- **Short task**
Retype the following lines exactly, starting with the first line of the records and going on through the line with "x=463 y=317".

Location identification entries:
....................
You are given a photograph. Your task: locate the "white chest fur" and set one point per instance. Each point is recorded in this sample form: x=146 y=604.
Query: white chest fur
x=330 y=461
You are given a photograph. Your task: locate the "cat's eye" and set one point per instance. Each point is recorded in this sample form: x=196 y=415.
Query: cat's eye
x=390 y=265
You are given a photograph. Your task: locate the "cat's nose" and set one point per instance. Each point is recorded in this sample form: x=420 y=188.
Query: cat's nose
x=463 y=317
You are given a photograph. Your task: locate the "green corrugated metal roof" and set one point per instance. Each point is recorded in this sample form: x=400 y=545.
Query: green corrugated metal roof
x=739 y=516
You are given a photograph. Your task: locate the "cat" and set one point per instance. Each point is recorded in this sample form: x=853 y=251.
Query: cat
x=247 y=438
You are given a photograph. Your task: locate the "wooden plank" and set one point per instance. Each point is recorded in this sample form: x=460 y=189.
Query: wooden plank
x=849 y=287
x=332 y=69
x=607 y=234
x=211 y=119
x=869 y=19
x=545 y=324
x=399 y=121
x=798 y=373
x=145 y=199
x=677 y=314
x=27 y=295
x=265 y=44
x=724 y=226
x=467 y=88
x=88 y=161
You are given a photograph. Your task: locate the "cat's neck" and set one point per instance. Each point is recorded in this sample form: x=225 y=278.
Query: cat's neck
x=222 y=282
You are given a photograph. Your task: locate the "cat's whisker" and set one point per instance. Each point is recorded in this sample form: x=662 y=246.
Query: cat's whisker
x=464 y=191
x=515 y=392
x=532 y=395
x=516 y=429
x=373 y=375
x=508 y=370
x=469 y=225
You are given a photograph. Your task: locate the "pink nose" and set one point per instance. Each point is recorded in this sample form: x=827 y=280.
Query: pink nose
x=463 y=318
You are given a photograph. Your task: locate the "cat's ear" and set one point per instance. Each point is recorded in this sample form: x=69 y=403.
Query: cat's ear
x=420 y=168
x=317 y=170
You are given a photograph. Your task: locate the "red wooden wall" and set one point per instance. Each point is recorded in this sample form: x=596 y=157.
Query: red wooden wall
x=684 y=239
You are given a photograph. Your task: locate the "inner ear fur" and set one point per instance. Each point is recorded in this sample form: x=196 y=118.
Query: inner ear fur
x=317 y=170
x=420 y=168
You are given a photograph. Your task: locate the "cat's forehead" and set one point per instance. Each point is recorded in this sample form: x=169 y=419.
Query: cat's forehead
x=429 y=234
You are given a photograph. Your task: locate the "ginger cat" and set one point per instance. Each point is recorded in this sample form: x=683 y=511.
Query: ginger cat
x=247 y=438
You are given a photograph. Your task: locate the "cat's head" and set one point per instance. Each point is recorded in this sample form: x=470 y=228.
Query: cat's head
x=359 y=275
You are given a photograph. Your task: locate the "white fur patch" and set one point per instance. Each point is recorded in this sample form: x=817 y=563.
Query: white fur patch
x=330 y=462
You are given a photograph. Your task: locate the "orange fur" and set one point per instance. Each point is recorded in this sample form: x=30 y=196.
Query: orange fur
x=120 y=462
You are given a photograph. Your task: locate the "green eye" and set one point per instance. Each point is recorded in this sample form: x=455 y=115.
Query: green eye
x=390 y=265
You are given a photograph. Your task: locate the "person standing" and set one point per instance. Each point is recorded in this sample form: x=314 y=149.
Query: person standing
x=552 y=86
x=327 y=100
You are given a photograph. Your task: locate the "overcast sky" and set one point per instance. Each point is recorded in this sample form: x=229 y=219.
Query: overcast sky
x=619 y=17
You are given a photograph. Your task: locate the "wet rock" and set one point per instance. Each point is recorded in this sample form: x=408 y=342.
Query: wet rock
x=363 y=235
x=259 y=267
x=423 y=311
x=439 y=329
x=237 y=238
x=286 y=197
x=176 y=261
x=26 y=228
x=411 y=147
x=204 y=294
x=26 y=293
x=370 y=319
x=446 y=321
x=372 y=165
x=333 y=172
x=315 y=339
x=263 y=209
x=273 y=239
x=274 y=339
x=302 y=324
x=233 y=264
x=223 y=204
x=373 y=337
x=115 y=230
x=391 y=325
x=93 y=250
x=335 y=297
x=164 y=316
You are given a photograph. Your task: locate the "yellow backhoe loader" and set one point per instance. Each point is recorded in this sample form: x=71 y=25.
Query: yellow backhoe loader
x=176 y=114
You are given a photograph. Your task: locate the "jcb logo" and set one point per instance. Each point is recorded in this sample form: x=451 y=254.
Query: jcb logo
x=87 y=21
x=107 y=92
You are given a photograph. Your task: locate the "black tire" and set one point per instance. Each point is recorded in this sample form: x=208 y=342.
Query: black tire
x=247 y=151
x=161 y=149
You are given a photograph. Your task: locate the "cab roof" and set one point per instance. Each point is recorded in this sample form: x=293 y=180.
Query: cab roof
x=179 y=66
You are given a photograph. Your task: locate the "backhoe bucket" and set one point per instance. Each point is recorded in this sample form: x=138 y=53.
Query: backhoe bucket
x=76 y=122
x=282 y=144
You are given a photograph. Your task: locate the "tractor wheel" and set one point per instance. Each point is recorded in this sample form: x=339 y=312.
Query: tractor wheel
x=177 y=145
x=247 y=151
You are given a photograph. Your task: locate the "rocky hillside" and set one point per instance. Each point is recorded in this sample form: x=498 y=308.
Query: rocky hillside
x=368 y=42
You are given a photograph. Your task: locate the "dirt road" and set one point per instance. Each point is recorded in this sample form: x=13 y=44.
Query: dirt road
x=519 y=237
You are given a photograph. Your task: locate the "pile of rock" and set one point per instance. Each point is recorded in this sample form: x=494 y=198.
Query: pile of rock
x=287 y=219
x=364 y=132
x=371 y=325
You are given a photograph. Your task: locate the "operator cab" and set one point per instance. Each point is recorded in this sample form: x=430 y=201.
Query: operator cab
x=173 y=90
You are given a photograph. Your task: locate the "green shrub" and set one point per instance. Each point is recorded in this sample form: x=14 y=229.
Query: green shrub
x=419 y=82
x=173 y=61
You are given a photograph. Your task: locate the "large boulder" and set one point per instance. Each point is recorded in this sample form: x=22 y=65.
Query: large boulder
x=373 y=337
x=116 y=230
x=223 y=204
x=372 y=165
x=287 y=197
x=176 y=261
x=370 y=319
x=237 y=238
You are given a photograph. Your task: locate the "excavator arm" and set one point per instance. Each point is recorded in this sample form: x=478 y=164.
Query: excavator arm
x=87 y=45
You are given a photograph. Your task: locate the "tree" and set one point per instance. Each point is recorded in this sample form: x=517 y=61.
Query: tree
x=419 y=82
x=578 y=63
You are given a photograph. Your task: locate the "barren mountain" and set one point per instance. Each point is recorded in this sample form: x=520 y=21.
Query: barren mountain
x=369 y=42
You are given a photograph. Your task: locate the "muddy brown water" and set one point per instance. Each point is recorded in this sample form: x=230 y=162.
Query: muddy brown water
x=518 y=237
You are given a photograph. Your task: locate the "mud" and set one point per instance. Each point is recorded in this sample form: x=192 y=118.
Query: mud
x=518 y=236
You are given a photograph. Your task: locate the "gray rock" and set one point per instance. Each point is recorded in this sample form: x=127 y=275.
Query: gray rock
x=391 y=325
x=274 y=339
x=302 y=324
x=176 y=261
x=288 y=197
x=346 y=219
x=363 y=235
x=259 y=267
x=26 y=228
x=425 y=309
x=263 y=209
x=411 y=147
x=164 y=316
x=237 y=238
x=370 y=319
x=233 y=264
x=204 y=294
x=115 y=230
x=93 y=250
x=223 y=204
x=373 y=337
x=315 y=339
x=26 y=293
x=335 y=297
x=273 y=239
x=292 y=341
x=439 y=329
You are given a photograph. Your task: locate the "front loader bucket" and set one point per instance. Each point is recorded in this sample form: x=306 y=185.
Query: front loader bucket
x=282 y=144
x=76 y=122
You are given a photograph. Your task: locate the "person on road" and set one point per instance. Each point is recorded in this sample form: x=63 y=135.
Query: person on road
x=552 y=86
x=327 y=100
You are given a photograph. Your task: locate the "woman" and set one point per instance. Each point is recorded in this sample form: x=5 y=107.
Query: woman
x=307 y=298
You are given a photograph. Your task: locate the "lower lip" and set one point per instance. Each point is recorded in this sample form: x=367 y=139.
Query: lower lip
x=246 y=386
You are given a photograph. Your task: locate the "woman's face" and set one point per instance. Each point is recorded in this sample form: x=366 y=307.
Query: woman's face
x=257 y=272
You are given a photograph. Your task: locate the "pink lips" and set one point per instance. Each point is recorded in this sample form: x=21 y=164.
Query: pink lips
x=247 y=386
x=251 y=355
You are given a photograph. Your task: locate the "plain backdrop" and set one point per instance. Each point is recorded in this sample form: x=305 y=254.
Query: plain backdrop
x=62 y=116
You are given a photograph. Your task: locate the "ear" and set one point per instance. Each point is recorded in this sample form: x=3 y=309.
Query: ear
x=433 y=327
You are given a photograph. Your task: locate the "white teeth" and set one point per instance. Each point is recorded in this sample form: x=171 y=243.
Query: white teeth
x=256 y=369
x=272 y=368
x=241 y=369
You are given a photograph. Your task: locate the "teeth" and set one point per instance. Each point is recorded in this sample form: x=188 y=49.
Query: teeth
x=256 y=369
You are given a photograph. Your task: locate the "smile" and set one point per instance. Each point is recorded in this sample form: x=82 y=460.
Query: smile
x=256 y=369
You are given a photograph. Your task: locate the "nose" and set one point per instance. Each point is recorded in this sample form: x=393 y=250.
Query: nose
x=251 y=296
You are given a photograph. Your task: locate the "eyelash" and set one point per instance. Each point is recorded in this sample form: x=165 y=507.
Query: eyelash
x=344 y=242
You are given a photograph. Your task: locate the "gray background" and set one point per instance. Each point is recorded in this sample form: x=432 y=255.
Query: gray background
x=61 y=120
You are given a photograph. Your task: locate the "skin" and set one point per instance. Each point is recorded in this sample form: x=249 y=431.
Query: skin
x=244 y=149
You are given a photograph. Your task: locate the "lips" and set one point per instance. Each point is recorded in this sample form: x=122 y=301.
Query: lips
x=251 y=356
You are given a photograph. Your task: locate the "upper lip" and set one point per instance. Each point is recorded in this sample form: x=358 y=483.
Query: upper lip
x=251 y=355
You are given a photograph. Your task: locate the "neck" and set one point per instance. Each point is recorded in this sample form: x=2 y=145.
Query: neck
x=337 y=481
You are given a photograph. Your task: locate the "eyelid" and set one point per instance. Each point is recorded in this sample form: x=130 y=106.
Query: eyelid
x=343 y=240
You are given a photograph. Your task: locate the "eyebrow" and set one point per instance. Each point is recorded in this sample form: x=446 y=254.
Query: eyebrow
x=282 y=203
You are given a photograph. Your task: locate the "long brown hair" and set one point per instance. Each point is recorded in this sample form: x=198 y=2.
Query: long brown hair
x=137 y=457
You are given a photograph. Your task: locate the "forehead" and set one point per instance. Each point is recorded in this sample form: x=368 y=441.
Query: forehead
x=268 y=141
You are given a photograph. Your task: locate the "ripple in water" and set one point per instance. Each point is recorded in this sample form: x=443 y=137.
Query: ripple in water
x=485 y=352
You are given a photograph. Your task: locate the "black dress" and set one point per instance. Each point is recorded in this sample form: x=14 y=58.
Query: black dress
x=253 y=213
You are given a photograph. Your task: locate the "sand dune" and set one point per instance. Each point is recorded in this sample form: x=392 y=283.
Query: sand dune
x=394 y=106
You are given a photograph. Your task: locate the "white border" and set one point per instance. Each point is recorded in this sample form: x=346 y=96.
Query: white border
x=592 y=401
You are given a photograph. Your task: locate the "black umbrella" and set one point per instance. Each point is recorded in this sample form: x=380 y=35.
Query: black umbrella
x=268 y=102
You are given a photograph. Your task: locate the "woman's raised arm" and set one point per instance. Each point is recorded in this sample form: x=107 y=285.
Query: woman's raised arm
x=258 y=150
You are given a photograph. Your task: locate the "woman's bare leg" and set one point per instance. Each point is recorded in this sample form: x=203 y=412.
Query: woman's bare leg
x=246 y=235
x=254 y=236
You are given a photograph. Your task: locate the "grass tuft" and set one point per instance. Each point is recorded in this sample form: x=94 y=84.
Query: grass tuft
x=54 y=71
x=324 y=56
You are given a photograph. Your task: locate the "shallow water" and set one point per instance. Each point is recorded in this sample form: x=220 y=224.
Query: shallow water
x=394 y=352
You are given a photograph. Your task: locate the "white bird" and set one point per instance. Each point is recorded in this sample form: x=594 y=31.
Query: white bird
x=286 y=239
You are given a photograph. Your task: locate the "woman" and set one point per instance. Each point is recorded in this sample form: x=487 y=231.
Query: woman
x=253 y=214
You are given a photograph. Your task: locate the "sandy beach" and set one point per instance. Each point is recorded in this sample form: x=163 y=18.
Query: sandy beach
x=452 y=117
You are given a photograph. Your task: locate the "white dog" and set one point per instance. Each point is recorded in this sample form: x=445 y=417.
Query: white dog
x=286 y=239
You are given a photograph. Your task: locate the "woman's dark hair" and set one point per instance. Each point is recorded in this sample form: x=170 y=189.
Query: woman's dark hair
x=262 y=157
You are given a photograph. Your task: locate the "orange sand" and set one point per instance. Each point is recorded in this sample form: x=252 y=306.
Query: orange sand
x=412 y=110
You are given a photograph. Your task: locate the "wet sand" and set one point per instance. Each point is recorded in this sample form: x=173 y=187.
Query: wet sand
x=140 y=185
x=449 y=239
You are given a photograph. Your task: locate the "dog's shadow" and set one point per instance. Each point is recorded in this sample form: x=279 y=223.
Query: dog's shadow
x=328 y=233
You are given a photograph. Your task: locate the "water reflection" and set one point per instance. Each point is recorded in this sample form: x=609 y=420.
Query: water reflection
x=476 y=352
....................
- **Task answer**
You are given a photograph. Your task: locate the "white chest fur" and set one point per instance. Each point is recorded in this sample form: x=146 y=604.
Query: white chest fur
x=330 y=461
You are given a photograph. Your task: locate the "cat's eye" and set one point per instance. Each point is recorded in this sample form: x=196 y=415.
Query: cat's eye
x=390 y=265
You are given a photograph. Your task: locate the "cat's nose" and set one point per instance. Each point is recorded in this sample form: x=420 y=188.
Query: cat's nose
x=463 y=317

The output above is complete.